───── DATASET ─────

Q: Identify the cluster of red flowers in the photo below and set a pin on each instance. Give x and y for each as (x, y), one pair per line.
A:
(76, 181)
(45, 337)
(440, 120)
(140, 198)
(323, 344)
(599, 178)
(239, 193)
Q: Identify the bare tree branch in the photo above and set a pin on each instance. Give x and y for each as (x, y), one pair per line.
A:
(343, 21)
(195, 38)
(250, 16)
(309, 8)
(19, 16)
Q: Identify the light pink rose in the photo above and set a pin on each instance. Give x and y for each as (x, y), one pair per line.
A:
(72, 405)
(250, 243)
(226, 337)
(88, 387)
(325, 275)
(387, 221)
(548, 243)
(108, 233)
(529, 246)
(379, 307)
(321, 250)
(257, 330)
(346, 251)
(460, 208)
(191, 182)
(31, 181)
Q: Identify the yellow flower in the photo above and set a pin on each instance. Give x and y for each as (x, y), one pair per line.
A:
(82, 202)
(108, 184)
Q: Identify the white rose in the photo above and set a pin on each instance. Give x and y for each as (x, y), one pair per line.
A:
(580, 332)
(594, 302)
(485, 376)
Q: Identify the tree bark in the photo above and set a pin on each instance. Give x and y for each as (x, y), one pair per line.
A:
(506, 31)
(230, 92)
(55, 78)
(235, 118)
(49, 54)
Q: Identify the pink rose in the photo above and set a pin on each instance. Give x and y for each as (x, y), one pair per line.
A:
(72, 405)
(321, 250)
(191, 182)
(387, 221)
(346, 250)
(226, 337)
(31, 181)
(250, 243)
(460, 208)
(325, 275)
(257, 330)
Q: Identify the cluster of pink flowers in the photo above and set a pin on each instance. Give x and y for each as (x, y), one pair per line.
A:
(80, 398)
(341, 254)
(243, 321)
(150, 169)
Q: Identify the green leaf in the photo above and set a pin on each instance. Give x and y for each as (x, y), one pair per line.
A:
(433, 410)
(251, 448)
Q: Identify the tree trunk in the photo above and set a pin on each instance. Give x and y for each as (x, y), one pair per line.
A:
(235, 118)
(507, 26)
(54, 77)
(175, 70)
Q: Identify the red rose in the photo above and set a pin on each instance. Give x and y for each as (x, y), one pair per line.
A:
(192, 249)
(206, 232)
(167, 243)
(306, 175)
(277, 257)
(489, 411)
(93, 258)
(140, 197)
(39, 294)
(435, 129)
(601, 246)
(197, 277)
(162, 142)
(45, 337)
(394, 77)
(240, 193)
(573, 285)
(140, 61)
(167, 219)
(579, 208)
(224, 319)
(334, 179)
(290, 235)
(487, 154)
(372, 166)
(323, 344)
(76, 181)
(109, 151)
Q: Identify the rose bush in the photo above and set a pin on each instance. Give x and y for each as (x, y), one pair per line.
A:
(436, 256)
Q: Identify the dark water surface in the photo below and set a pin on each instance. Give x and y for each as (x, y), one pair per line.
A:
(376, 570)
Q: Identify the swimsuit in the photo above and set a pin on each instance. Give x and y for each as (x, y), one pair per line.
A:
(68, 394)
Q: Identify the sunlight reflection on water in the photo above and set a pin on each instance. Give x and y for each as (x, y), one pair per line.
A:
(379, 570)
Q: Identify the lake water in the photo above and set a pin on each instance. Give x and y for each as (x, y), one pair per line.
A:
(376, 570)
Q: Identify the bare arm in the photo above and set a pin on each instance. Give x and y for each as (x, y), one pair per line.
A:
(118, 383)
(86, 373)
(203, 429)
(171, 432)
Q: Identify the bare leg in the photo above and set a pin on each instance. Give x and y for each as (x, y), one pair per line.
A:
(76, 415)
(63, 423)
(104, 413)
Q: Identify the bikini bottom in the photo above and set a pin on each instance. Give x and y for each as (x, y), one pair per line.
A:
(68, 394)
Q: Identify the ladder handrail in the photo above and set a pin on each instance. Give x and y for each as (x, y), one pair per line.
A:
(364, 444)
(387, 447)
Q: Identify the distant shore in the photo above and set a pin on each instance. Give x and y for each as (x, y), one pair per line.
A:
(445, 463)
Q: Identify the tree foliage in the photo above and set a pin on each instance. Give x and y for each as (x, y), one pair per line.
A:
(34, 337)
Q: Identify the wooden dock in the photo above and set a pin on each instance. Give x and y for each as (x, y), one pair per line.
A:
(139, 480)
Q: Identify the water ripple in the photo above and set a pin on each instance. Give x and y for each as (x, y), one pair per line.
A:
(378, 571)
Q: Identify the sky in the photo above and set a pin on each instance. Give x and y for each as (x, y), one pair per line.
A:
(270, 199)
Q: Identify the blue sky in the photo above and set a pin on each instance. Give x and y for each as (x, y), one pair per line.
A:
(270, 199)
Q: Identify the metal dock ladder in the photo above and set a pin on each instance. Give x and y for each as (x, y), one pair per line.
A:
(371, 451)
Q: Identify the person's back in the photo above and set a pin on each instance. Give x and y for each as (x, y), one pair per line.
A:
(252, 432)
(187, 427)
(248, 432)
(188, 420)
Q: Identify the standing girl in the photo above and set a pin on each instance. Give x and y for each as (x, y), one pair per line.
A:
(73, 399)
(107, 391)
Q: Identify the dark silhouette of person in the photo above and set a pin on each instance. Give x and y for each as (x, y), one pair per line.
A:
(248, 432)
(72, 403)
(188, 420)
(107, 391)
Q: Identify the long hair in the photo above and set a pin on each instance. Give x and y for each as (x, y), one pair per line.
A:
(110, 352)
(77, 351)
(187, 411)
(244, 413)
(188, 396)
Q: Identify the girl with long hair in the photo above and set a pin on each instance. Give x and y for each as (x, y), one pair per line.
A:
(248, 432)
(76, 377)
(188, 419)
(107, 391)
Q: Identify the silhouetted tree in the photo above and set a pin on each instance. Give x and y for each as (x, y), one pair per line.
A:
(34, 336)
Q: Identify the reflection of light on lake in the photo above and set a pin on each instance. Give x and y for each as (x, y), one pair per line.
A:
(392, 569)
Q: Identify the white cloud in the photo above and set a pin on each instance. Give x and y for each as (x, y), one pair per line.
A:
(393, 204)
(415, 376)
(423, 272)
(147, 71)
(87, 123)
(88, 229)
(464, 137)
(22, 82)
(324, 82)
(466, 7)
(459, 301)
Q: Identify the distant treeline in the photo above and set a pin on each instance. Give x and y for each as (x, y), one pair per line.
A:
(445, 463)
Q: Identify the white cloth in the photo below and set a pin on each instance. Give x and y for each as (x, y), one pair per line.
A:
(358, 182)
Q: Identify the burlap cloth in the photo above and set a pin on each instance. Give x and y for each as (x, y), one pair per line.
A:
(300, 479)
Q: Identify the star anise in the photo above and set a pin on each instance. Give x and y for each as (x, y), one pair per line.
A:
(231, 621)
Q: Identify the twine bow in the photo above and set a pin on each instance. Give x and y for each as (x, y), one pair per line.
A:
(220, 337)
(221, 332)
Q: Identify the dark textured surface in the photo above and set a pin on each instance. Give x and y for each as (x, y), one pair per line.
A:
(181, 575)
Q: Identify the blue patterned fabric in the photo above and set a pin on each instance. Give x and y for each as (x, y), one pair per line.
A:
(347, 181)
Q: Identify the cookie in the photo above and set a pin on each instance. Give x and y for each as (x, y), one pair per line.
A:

─────

Write out all records exactly, keeping every detail.

Q: Identify the cluster of red flowers in the photo below and set a pin on each instance. Give x and y for each as (x, y), one pair per line.
A:
(76, 181)
(45, 337)
(440, 120)
(140, 198)
(323, 344)
(599, 178)
(239, 193)
Q: Identify the bare tree branch in the photo above and set a pin on each instance. Give x and y for each as (x, y), one pair per line.
A:
(343, 21)
(195, 38)
(250, 16)
(309, 8)
(19, 16)
Q: Identify the light pink rose in the photo above and set a pin on each instance. Give x and y for each as (x, y), one pair per line.
A:
(72, 405)
(250, 243)
(226, 337)
(88, 387)
(325, 275)
(387, 221)
(548, 243)
(108, 233)
(529, 246)
(379, 307)
(321, 250)
(257, 330)
(346, 251)
(460, 208)
(191, 182)
(31, 181)
Q: Identify the yellow flower in the photo above and set a pin on each instance. Give x and y for each as (x, y), one pair per line.
A:
(82, 202)
(108, 184)
Q: Identify the white rose in the photo above and set a pin on each instance. Give x and y for each as (x, y), one pair per line.
A:
(580, 332)
(594, 302)
(485, 376)
Q: Identify the tree bark in the photo above and set a pin on each instance. Give x and y for each as (x, y), one pair per line.
A:
(506, 31)
(230, 92)
(55, 78)
(235, 118)
(49, 54)
Q: Identify the pink rose in the photo above and set a pin on each instance. Give x and y for each as (x, y), one pair per line.
A:
(72, 405)
(321, 250)
(191, 182)
(387, 221)
(346, 250)
(226, 337)
(31, 181)
(250, 243)
(460, 208)
(325, 275)
(257, 330)
Q: Identify the cluster of pink flowers in the photo above and set a pin on each instance. Give x and y for each as (x, y), one pair per line.
A:
(80, 398)
(341, 254)
(243, 321)
(150, 169)
Q: Identify the green leaf in the photo above and set a pin on each instance. Give x and y for each as (x, y), one pair per line.
A:
(433, 410)
(251, 448)
Q: Identify the tree trunk in the photo above and set a pin on each instance. Give x and y for each as (x, y), one pair per line.
A:
(235, 118)
(507, 26)
(54, 77)
(175, 70)
Q: Identify the red rose in the photo above and set a pin on each instance. Give x and y for each as (x, y), one pair per line.
A:
(192, 249)
(206, 232)
(167, 243)
(306, 175)
(277, 257)
(489, 411)
(93, 258)
(140, 197)
(39, 294)
(435, 129)
(601, 246)
(197, 277)
(162, 142)
(45, 337)
(394, 77)
(240, 193)
(573, 285)
(140, 61)
(167, 219)
(579, 208)
(224, 319)
(334, 179)
(290, 235)
(487, 154)
(372, 166)
(323, 344)
(76, 181)
(109, 151)
Q: Identify the rose bush in the photo above and set a pin on each instance. Give x and y for each as (x, y), one pair per line.
A:
(436, 256)
Q: Identify the dark water surface in the photo below and set a pin on each instance. Give x and y for each as (x, y), one pair per line.
A:
(376, 570)
Q: Identify the swimsuit in the photo above and set a pin on each instance. Give x and y for each as (x, y), one pair per line.
A:
(68, 394)
Q: Identify the sunlight reflection on water in the photo above and set a pin on each instance. Give x and y for each as (x, y), one pair per line.
A:
(379, 570)
Q: Identify the lake water in the photo above and set a pin on each instance. Give x and y for each as (x, y), one pair per line.
A:
(376, 570)
Q: Identify the bare arm in the photo above and set a pin on each instance. Give x and y for each as (x, y), one pair per line.
A:
(118, 383)
(86, 373)
(203, 429)
(171, 432)
Q: Identify the bare leg in the photo above and set a pin on each instance. Give x and y for each as (x, y), one pair per line.
A:
(76, 415)
(63, 423)
(104, 413)
Q: Identify the bikini bottom in the photo above and set a pin on each instance. Give x and y for each as (x, y), one pair per line.
A:
(68, 394)
Q: Identify the ladder handrail in the photo above and set a pin on each instance. Give x and y for each as (x, y), one pair per line.
A:
(364, 444)
(387, 447)
Q: Identify the distant shore in the photo above and set a pin on each instance. Give x and y for each as (x, y), one pair per line.
A:
(445, 463)
Q: Identify the tree foliage in the photo above and set a pin on each instance. Give x and y for each as (x, y), one pair per line.
A:
(34, 337)
Q: Identify the wooden dock in the photo above and set a pin on each instance. Give x and y for each as (x, y), one pair per line.
A:
(139, 480)
Q: Identify the water ripple in the photo above and set a pin on each instance. Give x and y for each as (x, y), one pair per line.
A:
(378, 571)
Q: Identify the sky in the photo above and set a pin on each instance. Give x and y for each as (x, y), one pair per line.
A:
(270, 199)
Q: Identify the blue sky in the photo above and set a pin on each instance. Give x and y for each as (x, y), one pair per line.
A:
(270, 199)
Q: Identify the metal dock ladder in the photo above and set a pin on each instance. Give x and y for each as (x, y), one pair per line.
A:
(371, 451)
Q: Identify the person's back in the photo above and set a pin on each instance. Give x and y for each as (x, y), one pair per line.
A:
(252, 432)
(187, 427)
(248, 432)
(188, 420)
Q: Identify the standing girl in the photo above and set a pin on each instance. Give x and y for each as (x, y), one pair per line.
A:
(73, 399)
(107, 391)
Q: Identify the dark silhouette of person in the photo above and set a pin on each instance. Give x and y for each as (x, y), one pair per line.
A:
(248, 432)
(72, 403)
(188, 420)
(107, 391)
Q: Identify the long hair in the photo above and set a pin on each instance. Give x and y for each as (x, y), one pair per line.
A:
(110, 352)
(77, 351)
(187, 411)
(244, 413)
(188, 396)
Q: Identify the girl with long hair in the photo above and set a pin on each instance. Give x and y for each as (x, y), one pair per line.
A:
(248, 432)
(76, 377)
(188, 419)
(107, 391)
Q: Identify the silhouetted tree in the photo above and set a pin on each instance. Give x and y for each as (x, y), one pair per line.
A:
(34, 336)
Q: Identify the reflection of light on lake in the photo above and set a pin on each instance. Give x and y for each as (x, y), one pair per line.
A:
(392, 569)
Q: Identify the white cloud in the photo above and set a pin on each instance. Give x and y for each as (x, y), one pair per line.
A:
(393, 204)
(415, 376)
(423, 272)
(147, 71)
(87, 123)
(88, 229)
(464, 137)
(22, 82)
(324, 82)
(466, 7)
(459, 301)
Q: Identify the distant treeline in the photo above and set a pin on each instance. Give x and y for each as (x, y), one pair per line.
A:
(445, 463)
Q: Identify the white cloth in the photo below and set a pin on each instance. Give x and y for each as (x, y), one pair per line.
A:
(358, 182)
Q: Identify the burlap cloth in the photo above and set a pin on each instance. Give x and y for each as (x, y), one pair per line.
A:
(300, 479)
Q: Identify the star anise in the photo above and set a pin on each instance. Give x and y for each as (x, y), one pair per line.
A:
(231, 621)
Q: Identify the twine bow in the photo above and set a pin on each instance. Give x and y for each as (x, y), one pair per line.
A:
(220, 337)
(221, 332)
Q: Identify the dark textured surface in the photo above and set a pin on each instance. Give x and y for each as (x, y), one pair per line.
A:
(181, 575)
Q: Identify the blue patterned fabric in the photo above and set a pin on each instance. Give x and y for each as (x, y), one pair per line.
A:
(347, 181)
Q: Identify the cookie in the photo above and set a pin on each instance. Give x and y for each as (x, y), one pair per line.
A:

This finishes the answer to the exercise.